## TASK BRIEF
With the pictures removed, write out the data below exactly.

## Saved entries
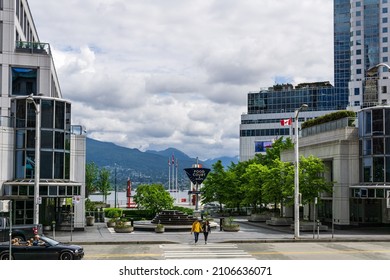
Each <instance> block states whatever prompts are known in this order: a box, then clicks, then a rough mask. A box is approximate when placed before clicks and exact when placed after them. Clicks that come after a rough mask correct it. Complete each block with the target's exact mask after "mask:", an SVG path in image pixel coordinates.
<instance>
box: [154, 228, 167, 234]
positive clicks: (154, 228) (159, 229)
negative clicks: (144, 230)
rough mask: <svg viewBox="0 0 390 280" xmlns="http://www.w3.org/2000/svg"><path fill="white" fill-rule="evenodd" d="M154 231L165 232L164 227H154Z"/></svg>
mask: <svg viewBox="0 0 390 280" xmlns="http://www.w3.org/2000/svg"><path fill="white" fill-rule="evenodd" d="M154 231H155V232H157V233H163V232H164V231H165V228H164V227H162V228H158V227H156V228H154Z"/></svg>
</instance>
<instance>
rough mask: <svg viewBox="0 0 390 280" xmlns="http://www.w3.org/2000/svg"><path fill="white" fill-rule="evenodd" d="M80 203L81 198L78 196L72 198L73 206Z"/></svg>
mask: <svg viewBox="0 0 390 280" xmlns="http://www.w3.org/2000/svg"><path fill="white" fill-rule="evenodd" d="M80 201H81V196H80V195H75V196H74V197H73V204H76V203H79V202H80Z"/></svg>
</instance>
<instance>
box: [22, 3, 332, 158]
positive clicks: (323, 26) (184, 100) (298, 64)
mask: <svg viewBox="0 0 390 280" xmlns="http://www.w3.org/2000/svg"><path fill="white" fill-rule="evenodd" d="M29 5H30V8H31V11H32V14H33V17H34V21H35V25H36V28H37V30H38V34H39V36H40V40H41V41H42V42H47V43H50V45H51V49H52V51H53V54H54V61H55V65H56V69H57V74H58V77H59V80H60V85H61V89H62V94H63V97H64V98H65V99H67V100H70V101H71V102H72V124H81V125H84V126H85V127H86V129H87V132H88V137H90V138H94V139H97V140H101V141H108V142H113V143H116V144H118V145H120V146H125V147H129V148H138V149H140V150H142V151H145V150H164V149H166V148H168V147H173V148H176V149H179V150H181V151H183V152H185V153H186V154H188V155H189V156H191V157H199V158H200V159H202V160H204V159H209V158H215V157H219V156H235V155H238V154H239V124H240V117H241V114H242V113H246V112H247V109H246V102H247V93H248V92H251V91H259V89H260V88H265V87H269V86H272V85H274V84H275V83H278V82H279V83H281V82H290V83H292V84H294V85H296V84H297V83H300V82H316V81H331V82H332V83H333V1H332V0H66V1H47V0H29Z"/></svg>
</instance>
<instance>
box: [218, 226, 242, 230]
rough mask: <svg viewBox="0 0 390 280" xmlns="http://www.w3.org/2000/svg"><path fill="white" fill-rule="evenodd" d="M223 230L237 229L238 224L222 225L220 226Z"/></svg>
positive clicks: (234, 229) (238, 226) (233, 229)
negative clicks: (230, 225) (233, 224)
mask: <svg viewBox="0 0 390 280" xmlns="http://www.w3.org/2000/svg"><path fill="white" fill-rule="evenodd" d="M222 229H223V231H239V230H240V225H231V226H228V225H223V226H222Z"/></svg>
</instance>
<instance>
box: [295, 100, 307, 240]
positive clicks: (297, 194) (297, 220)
mask: <svg viewBox="0 0 390 280" xmlns="http://www.w3.org/2000/svg"><path fill="white" fill-rule="evenodd" d="M307 107H308V105H307V104H302V105H301V107H299V109H297V110H295V184H294V238H295V239H297V238H299V146H298V138H299V133H298V123H299V120H298V116H299V112H300V111H302V110H305V109H306V108H307Z"/></svg>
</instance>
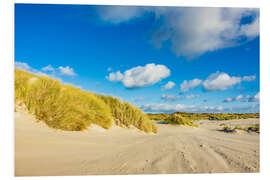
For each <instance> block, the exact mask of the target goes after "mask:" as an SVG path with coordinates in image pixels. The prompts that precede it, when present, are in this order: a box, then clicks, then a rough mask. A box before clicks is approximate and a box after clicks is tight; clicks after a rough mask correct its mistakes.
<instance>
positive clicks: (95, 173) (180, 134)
mask: <svg viewBox="0 0 270 180" xmlns="http://www.w3.org/2000/svg"><path fill="white" fill-rule="evenodd" d="M197 123H198V124H199V125H200V126H199V128H192V127H185V126H174V125H168V124H158V125H157V126H158V128H159V132H158V134H153V133H150V134H149V133H148V134H147V133H144V132H142V131H140V130H138V129H136V128H131V129H125V128H120V127H117V126H113V127H112V128H111V129H109V130H105V129H103V128H100V127H99V126H96V125H94V126H91V127H90V128H89V129H88V130H86V131H82V132H80V131H78V132H71V131H62V130H55V129H52V128H48V127H47V126H46V125H45V124H44V123H43V122H40V123H36V119H35V118H34V116H32V115H29V114H28V113H26V112H24V111H18V112H15V175H16V176H50V175H56V176H59V175H102V174H157V173H174V174H177V173H221V172H259V134H258V133H255V132H251V133H248V132H245V131H239V132H237V133H225V132H221V131H218V130H219V129H221V126H219V125H220V124H221V123H231V124H237V125H244V126H247V125H249V124H256V123H259V120H258V119H246V120H230V121H209V120H201V121H198V122H197Z"/></svg>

## PROBLEM SOLUTION
Each <instance> block states whatever prompts are known in this order: a box, then clicks, then a rough mask. A box is approximate when placed before clicks and exact when placed after them. Clicks that come after a rough mask correct it. Complete each block with the target's exact mask after "mask:", an SVG path in image pixel coordinates.
<instance>
box: [154, 228, 167, 234]
positive clicks: (154, 228) (159, 229)
negative clicks: (144, 230)
rough mask: <svg viewBox="0 0 390 280" xmlns="http://www.w3.org/2000/svg"><path fill="white" fill-rule="evenodd" d="M154 231L165 232L164 227H154Z"/></svg>
mask: <svg viewBox="0 0 390 280" xmlns="http://www.w3.org/2000/svg"><path fill="white" fill-rule="evenodd" d="M154 231H155V232H157V233H163V232H164V231H165V228H164V227H162V228H158V227H156V228H154Z"/></svg>
</instance>
<instance>
rough mask: <svg viewBox="0 0 390 280" xmlns="http://www.w3.org/2000/svg"><path fill="white" fill-rule="evenodd" d="M80 203L81 198L78 196L72 198L73 206Z"/></svg>
mask: <svg viewBox="0 0 390 280" xmlns="http://www.w3.org/2000/svg"><path fill="white" fill-rule="evenodd" d="M80 201H81V196H80V195H75V196H74V197H73V204H76V203H79V202H80Z"/></svg>
</instance>
<instance>
box: [22, 3, 332, 158]
positive clicks: (323, 26) (184, 100) (298, 64)
mask: <svg viewBox="0 0 390 280" xmlns="http://www.w3.org/2000/svg"><path fill="white" fill-rule="evenodd" d="M29 5H30V8H31V11H32V14H33V17H34V21H35V25H36V28H37V30H38V34H39V36H40V40H41V41H42V42H47V43H50V45H51V49H52V51H53V54H54V61H55V65H56V69H57V74H58V77H59V80H60V85H61V89H62V94H63V97H64V98H65V99H67V100H70V101H71V102H72V124H81V125H84V126H85V127H86V129H87V132H88V137H90V138H94V139H97V140H101V141H108V142H113V143H116V144H118V145H120V146H125V147H129V148H138V149H140V150H142V151H145V150H164V149H166V148H168V147H173V148H176V149H179V150H181V151H183V152H185V153H186V154H188V155H189V156H191V157H199V158H200V159H202V160H204V159H209V158H215V157H219V156H235V155H238V154H239V124H240V117H241V114H242V113H246V112H247V109H246V102H247V93H248V92H251V91H259V89H260V88H265V87H269V86H272V85H274V84H275V83H278V82H279V83H281V82H290V83H292V84H294V85H296V84H297V83H300V82H316V81H331V82H332V83H333V1H332V0H66V1H47V0H29Z"/></svg>
</instance>
<instance>
box: [218, 226, 242, 230]
rough mask: <svg viewBox="0 0 390 280" xmlns="http://www.w3.org/2000/svg"><path fill="white" fill-rule="evenodd" d="M223 230L237 229L238 224L222 225L220 226Z"/></svg>
positive clicks: (234, 229) (238, 226) (233, 229)
negative clicks: (230, 225) (233, 224)
mask: <svg viewBox="0 0 390 280" xmlns="http://www.w3.org/2000/svg"><path fill="white" fill-rule="evenodd" d="M222 229H223V231H239V230H240V225H231V226H228V225H223V226H222Z"/></svg>
</instance>
<instance>
box: [295, 100, 307, 240]
positive clicks: (297, 194) (297, 220)
mask: <svg viewBox="0 0 390 280" xmlns="http://www.w3.org/2000/svg"><path fill="white" fill-rule="evenodd" d="M307 107H308V105H307V104H302V105H301V107H299V109H297V110H295V184H294V238H295V239H297V238H299V146H298V138H299V133H298V123H299V120H298V116H299V112H300V111H302V110H305V109H306V108H307Z"/></svg>
</instance>
For each <instance> block, the exact mask of the target goes after "mask:" as an SVG path with coordinates in image pixels. The prompts that precede it, when present, are in this order: a box, then clicks, then a rough mask. A box before clicks is approximate and a box after clicks is tight; clicks after a rough mask correct its mistakes.
<instance>
positive clicks: (95, 173) (180, 134)
mask: <svg viewBox="0 0 270 180" xmlns="http://www.w3.org/2000/svg"><path fill="white" fill-rule="evenodd" d="M197 123H198V124H199V125H200V126H199V128H192V127H185V126H174V125H168V124H158V125H157V126H158V128H159V132H158V134H153V133H150V134H149V133H148V134H147V133H144V132H142V131H140V130H138V129H136V128H131V129H125V128H120V127H117V126H113V127H112V128H111V129H109V130H105V129H103V128H100V127H99V126H96V125H94V126H91V127H90V128H89V129H88V130H86V131H82V132H80V131H78V132H71V131H62V130H55V129H52V128H48V127H47V126H46V125H45V124H44V123H43V122H40V123H36V119H35V118H34V116H32V115H29V114H28V113H26V112H24V111H18V112H15V175H16V176H50V175H56V176H59V175H102V174H157V173H174V174H177V173H221V172H259V134H258V133H255V132H251V133H248V132H245V131H239V132H237V133H225V132H221V131H218V130H219V129H221V126H219V125H220V124H221V123H231V124H237V125H244V126H247V125H249V124H256V123H259V120H258V119H246V120H230V121H209V120H201V121H198V122H197Z"/></svg>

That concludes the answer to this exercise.